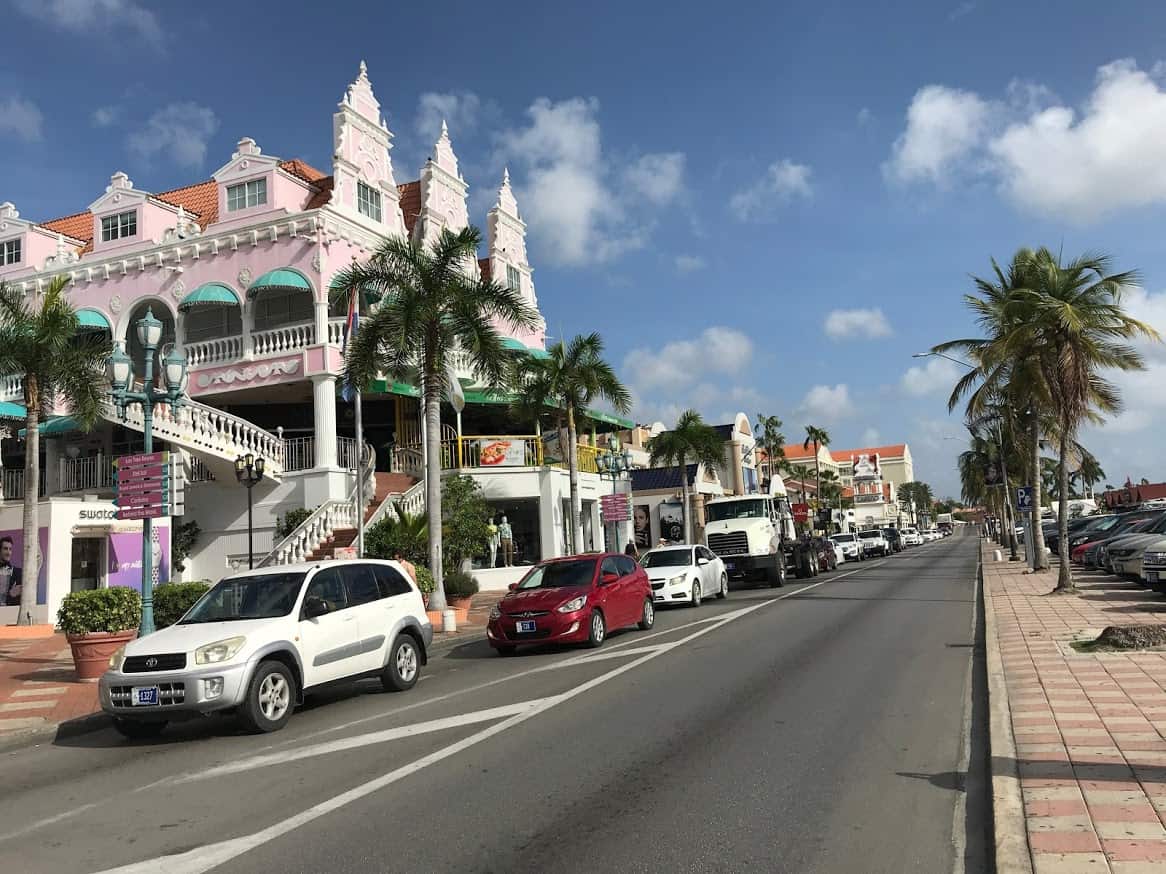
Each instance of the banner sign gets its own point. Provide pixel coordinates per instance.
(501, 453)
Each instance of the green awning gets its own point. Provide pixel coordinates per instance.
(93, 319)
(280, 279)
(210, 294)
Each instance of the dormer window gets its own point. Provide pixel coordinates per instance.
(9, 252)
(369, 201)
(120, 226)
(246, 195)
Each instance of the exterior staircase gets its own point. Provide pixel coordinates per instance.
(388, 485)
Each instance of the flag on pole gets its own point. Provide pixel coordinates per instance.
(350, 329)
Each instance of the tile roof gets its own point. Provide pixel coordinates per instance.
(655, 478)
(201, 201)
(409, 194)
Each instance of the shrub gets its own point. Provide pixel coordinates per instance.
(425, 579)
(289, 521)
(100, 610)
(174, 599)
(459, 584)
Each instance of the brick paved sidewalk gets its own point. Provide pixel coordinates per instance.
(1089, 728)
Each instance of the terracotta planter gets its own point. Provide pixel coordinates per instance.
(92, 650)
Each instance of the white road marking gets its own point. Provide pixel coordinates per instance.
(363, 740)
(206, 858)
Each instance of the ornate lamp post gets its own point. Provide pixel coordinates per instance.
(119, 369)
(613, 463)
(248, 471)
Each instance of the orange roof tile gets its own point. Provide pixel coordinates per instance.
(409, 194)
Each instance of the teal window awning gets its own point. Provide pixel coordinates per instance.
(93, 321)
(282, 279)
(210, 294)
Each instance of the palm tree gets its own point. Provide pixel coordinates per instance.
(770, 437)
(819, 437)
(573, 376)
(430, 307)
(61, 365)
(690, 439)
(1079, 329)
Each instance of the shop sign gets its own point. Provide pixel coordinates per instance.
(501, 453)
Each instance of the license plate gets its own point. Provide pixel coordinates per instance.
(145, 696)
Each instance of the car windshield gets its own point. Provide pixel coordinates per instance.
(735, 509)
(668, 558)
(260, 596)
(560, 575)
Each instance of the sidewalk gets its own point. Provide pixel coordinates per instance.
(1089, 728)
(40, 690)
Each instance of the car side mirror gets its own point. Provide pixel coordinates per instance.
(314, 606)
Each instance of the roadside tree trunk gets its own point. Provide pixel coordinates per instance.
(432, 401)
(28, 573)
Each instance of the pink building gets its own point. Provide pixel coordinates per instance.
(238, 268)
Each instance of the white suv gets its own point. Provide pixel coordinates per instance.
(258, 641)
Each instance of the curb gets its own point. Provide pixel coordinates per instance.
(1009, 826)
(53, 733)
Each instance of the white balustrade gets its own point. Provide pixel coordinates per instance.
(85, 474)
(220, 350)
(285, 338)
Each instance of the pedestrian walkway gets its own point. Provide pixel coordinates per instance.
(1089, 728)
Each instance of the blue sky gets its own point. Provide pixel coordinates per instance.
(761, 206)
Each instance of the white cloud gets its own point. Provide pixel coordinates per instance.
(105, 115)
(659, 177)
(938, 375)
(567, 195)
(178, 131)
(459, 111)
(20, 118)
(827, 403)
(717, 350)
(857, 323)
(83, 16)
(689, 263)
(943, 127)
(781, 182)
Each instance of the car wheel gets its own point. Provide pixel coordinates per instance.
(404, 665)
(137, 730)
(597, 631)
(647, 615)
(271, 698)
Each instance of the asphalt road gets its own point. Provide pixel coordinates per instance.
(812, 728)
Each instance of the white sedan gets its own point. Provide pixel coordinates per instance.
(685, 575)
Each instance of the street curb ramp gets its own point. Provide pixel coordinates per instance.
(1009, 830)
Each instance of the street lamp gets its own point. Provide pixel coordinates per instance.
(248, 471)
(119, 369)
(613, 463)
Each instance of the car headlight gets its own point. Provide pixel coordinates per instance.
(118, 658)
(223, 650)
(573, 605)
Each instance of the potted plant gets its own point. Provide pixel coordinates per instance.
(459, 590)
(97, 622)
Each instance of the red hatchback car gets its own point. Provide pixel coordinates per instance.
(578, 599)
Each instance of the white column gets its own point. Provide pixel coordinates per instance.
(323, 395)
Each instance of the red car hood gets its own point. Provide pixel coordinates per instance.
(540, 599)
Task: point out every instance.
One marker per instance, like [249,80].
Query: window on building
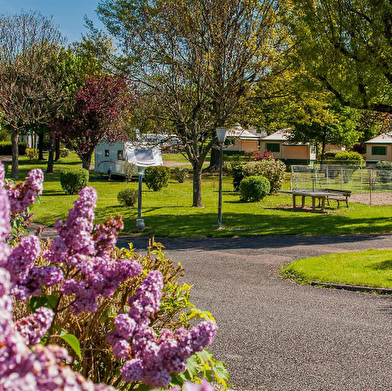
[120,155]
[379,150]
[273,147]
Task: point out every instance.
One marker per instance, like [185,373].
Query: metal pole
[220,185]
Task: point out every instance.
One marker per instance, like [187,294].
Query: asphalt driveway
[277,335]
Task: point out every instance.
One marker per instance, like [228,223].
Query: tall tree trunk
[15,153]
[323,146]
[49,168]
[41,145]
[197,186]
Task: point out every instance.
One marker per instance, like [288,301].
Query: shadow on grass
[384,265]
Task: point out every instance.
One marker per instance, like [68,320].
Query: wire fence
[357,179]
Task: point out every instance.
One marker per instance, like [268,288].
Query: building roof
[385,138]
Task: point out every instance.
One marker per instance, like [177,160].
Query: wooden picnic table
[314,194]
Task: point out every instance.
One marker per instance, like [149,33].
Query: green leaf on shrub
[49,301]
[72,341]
________________________
**What is expected**
If a record holds a picture, leave the picture out, but copy everything else exactly.

**Result for this task**
Each instance of the banner sign gets its own point. Provide pixel coordinates per instance.
(501, 453)
Each instance of the green awning gets its own point. Provide pixel coordinates per instance.
(93, 319)
(280, 279)
(210, 294)
Each instance of the dormer window gets its own point. Provide pixel coordinates per instance.
(9, 252)
(369, 201)
(120, 226)
(246, 195)
Each instance of the exterior staircase gets its own point. Provide pixel coordinates per instance.
(388, 485)
Each instance of the flag on pole gets its own point. Provide pixel coordinates per instance.
(350, 329)
Each instance of the tile roof gets its own point. Provide pixel coordinates per instance.
(655, 478)
(201, 201)
(409, 194)
Each instance of the shrub gets its own point. Provide pixel coordinates per instance.
(425, 579)
(289, 521)
(100, 610)
(174, 599)
(459, 584)
Each instance of the brick paved sidewalk gets its own point. Provide pixel coordinates per instance.
(1089, 728)
Each instance of the terracotta planter gets its own point. Provide pixel coordinates per instance.
(92, 650)
Each instance of the white road marking gets its own point. Provide pixel coordinates per instance.
(363, 740)
(206, 858)
Each instance of the ornate lamp post gets its own point. Provide pixel coordinates per instance.
(119, 369)
(613, 463)
(248, 471)
Each instance of the orange roof tile gets its own point. Provide pixel coordinates per instance.
(409, 194)
Each instance of the teal window awning gets its own point. Provide pixel coordinates per instance.
(93, 321)
(282, 279)
(210, 294)
Each instance of the palm tree gets its own point. Provide pixel coordinates per instance.
(770, 437)
(819, 437)
(573, 376)
(430, 307)
(61, 365)
(690, 439)
(1079, 329)
Each instance of the shop sign gets its own point. Provide pixel coordinates per instance.
(501, 453)
Each instance of the license plate gets its own point. Provide pixel coordinates per instance.
(145, 696)
Each instance of the car windshield gets its own point. Provide pixel coordinates per instance.
(735, 509)
(668, 558)
(260, 596)
(560, 575)
Each instance of the sidewalk gets its own point. Provide pixel coordinates per instance.
(1089, 728)
(40, 690)
Each instance of the car side mirror gets its own point. Provide pixel coordinates per instance.
(314, 606)
Each instance of the roadside tree trunk gets its own point. Provide pixel coordinates per instance.
(432, 401)
(28, 573)
Each instance of the pink building gets its own point. Provide pixel coordinates per instance.
(238, 268)
Each instance of the white suv gets its own point. Provide pixel coordinates per instance.
(258, 641)
Each instance of the curb gets its own point. Provide pixel coordinates per instance.
(1009, 826)
(53, 733)
Each instance of the white balustrade gets its own point. Provide pixel coordinates per instance.
(85, 474)
(220, 350)
(285, 338)
Each instance of the pedestrian walkway gets its own point. Provide pixel coordinates per instance.
(1089, 728)
Each instance of the blue sky gets its own point. Provide pixel coordinates per instance.
(761, 206)
Each instance of the white cloud gets its own point. Provide pixel coordinates per instance.
(105, 115)
(659, 177)
(938, 375)
(567, 195)
(178, 131)
(459, 111)
(20, 118)
(827, 403)
(717, 350)
(857, 323)
(83, 16)
(689, 263)
(943, 127)
(781, 182)
Each instance of the car wheel gets its own point. Provide pixel coordinates per instance.
(404, 665)
(137, 730)
(597, 631)
(647, 615)
(271, 698)
Each instance of the asphalt road gets its own point. Provide pixel coordinates per instance.
(812, 728)
Each instance of the white sedan gets its own point. Provide pixel coordinates per instance.
(685, 575)
Each instance of the street curb ramp gets its own point. Provide pixel coordinates per instance.
(1009, 830)
Each instance of the street lamp gets its own point. Provide pixel coordinates per instance.
(248, 471)
(119, 369)
(613, 463)
Each instance of the car headlight gets its own point. Provide pixel coordinates per instance.
(118, 658)
(223, 650)
(573, 605)
Each instance of the potted plant gets its own point. Provide pixel coordinates per instance.
(459, 590)
(97, 622)
Each instance of the red hatchback car gets its own point. Provide pixel coordinates per instance.
(578, 599)
Each instance of the white column gets its own point. Provide pixel coordinates per instance.
(323, 395)
Each instance of the red car hood gets its own point. Provide pixel coordinates per instance.
(540, 599)
Task: point out every instance.
One marker per instance, like [249,80].
Query: window on building
[120,155]
[379,150]
[273,147]
Task: point out every instance.
One marker per instance, like [185,373].
Query: metal pole
[220,185]
Task: point out every instance.
One marker per instance, like [187,294].
Query: asphalt driveway
[277,335]
Task: point out every instance.
One marker per instance, like [228,223].
Query: tall tree trunk
[15,153]
[323,146]
[49,168]
[41,145]
[197,186]
Task: point out every instance.
One marker per instance, like [288,301].
Query: shadow on grass
[384,265]
Task: point out every instance.
One marker per instance, like [68,320].
Query: wire fence
[357,179]
Task: point out every instance.
One marker per instance, like [268,288].
Query: building roof
[385,138]
Task: point out every instance.
One marker per instance, like [177,160].
Query: wooden picnic table
[314,194]
Task: point out every instance.
One marker per instance, like [149,33].
Query: green leaf on shrub
[49,301]
[72,341]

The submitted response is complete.